◆ **WORK TO COMPLETE**: Extract every line of the listing below and reproduce each one unchanged.
--- Begin RECORDS FOR PROCESSING ---
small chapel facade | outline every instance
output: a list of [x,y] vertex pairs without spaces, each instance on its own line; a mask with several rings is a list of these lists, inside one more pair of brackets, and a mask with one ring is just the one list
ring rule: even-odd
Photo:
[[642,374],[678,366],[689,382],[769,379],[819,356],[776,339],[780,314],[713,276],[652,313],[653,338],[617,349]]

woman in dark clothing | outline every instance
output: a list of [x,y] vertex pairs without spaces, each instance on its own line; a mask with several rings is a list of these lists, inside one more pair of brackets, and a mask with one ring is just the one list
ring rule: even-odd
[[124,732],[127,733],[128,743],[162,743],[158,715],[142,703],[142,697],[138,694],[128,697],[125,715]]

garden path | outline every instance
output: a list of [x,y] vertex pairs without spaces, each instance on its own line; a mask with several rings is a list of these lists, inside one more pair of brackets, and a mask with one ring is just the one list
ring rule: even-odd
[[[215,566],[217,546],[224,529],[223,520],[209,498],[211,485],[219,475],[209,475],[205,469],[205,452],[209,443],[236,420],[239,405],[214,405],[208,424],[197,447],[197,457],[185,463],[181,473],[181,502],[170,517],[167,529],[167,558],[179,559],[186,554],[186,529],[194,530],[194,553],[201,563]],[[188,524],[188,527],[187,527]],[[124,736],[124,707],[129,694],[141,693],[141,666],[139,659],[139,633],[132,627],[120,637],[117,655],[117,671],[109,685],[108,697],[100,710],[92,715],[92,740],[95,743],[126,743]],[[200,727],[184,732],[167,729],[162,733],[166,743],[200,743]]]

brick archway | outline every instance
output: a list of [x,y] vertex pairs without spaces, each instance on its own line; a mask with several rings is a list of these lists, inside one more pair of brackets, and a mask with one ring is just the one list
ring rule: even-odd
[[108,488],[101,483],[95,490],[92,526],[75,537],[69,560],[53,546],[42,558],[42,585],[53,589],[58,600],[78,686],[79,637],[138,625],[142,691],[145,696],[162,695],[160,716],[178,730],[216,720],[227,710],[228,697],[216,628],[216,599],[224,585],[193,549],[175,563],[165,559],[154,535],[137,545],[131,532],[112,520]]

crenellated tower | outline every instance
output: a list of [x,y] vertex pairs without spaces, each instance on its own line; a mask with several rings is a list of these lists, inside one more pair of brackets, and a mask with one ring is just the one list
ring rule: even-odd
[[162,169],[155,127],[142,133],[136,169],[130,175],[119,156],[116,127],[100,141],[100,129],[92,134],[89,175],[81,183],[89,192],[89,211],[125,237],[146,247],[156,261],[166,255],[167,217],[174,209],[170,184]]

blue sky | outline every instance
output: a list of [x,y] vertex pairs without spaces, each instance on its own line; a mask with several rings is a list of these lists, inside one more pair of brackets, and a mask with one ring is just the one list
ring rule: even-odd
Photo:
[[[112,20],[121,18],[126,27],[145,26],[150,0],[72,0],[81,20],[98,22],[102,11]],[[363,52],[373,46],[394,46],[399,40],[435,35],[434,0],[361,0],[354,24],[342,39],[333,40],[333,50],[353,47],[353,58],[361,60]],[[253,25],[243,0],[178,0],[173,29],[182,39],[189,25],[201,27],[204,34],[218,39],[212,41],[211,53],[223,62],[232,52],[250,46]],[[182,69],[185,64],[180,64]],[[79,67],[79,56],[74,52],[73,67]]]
--- End RECORDS FOR PROCESSING ---
◆ **TASK ANSWER**:
small chapel facade | outline every instance
output: a list of [x,y] vertex pairs without spaces, each instance on its own line; a mask with several rings is a list of these lists, inside one more pair of brackets, and a mask with one ring is just the one list
ring rule: even-odd
Photo:
[[642,374],[678,366],[689,382],[769,379],[819,356],[776,339],[780,314],[713,276],[652,313],[653,338],[617,349]]

woman in dark clothing | outline every instance
output: a list of [x,y] vertex pairs without spaces, each instance on its own line; a mask with several rings is a list of these lists, inside one more pair of brackets, and a mask with one ring is just the one list
ring rule: even-odd
[[124,732],[127,733],[128,743],[162,743],[158,715],[142,703],[142,697],[138,694],[128,697],[125,715]]

garden path | outline every instance
output: a list of [x,y] vertex pairs without spaces, each instance on its own line; a mask with several rings is a list of these lists, inside one more pair of brackets, and a mask with one ring is just the one list
ring rule: even-odd
[[[215,566],[217,546],[224,529],[223,520],[209,498],[211,485],[219,475],[209,475],[205,469],[205,452],[209,443],[236,420],[239,405],[214,405],[208,424],[197,447],[197,457],[185,463],[181,473],[181,502],[170,517],[167,529],[167,558],[179,559],[186,554],[186,529],[194,530],[194,553],[201,563]],[[188,524],[188,527],[187,527]],[[124,736],[124,707],[129,694],[141,693],[141,666],[139,659],[139,633],[132,627],[120,637],[117,655],[117,671],[109,685],[108,697],[100,710],[92,715],[92,740],[95,743],[126,743]],[[200,727],[184,732],[167,729],[162,733],[166,743],[200,743]]]

brick archway | outline every instance
output: a list of [x,y] vertex pairs without spaces, each instance on its own line; a mask with several rings is a list of these lists, inside one more pair of brackets, and a mask with one ring is just the one list
ring rule: even-odd
[[108,488],[101,483],[95,490],[92,526],[75,537],[69,560],[53,546],[42,558],[42,585],[53,589],[58,600],[78,686],[79,637],[138,625],[142,691],[145,696],[162,695],[160,716],[178,730],[216,720],[227,710],[228,697],[216,628],[216,599],[224,585],[193,549],[175,563],[165,559],[154,535],[137,545],[131,532],[112,520]]

crenellated tower | outline every instance
output: a list of [x,y] vertex pairs without spaces, each instance on its own line; a mask with several rings is a list of these lists, inside one more pair of brackets, and a mask with one ring is just the one list
ring rule: even-odd
[[162,169],[155,127],[142,133],[136,169],[130,175],[119,156],[116,127],[100,141],[100,129],[92,134],[89,175],[81,183],[89,192],[89,211],[125,237],[146,247],[156,261],[166,255],[167,217],[174,209],[170,184]]

blue sky | outline every instance
output: a list of [x,y] vertex pairs without spaces, each instance on its own line; a mask with several rings is a list of these lists, inside one more pair of brackets, and a mask with one ring is just the one list
ring rule: even-odd
Photo:
[[[112,20],[121,18],[126,27],[145,26],[150,0],[72,0],[81,20],[98,22],[102,11]],[[363,52],[373,46],[394,46],[399,40],[435,35],[434,0],[361,0],[354,24],[342,39],[333,40],[333,50],[353,47],[353,58],[361,60]],[[253,25],[243,0],[178,0],[173,29],[182,39],[189,25],[201,27],[204,34],[218,39],[212,41],[211,53],[223,62],[232,52],[250,46]],[[182,69],[185,64],[180,64]],[[79,67],[79,56],[74,52],[73,67]]]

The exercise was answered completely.